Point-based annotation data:
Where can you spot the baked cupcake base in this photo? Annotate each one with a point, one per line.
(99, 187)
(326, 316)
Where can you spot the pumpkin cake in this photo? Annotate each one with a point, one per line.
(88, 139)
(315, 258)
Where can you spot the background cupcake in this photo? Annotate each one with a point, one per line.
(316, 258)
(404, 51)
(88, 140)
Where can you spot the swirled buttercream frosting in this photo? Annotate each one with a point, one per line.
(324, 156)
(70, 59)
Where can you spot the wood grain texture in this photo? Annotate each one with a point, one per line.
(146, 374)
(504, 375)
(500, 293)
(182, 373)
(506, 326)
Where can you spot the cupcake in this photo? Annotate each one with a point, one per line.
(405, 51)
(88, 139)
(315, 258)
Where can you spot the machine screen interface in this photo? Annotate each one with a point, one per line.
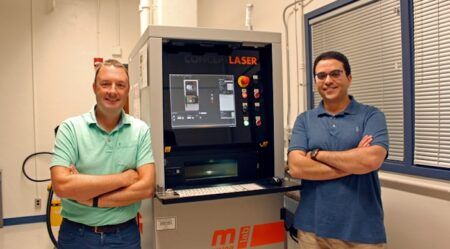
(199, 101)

* * *

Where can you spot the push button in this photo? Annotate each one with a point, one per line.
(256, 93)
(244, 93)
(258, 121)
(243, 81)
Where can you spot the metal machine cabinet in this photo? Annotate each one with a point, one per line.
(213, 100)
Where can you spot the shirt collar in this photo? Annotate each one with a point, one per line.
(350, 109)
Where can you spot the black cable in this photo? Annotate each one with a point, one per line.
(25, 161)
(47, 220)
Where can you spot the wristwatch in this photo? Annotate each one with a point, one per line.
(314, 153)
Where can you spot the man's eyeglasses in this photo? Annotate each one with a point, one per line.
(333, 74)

_EXERCISE REQUIREMENTS_
Report every line of the rows above that contains the string "machine", copying each in full. Case counts.

_FULL SOLUTION_
Where can you spot the machine screen interface in this photo? Annotate each one with a point, one per line.
Where can you spot the metal machine cabinet in this photo? Annotate each one with a point, one per line.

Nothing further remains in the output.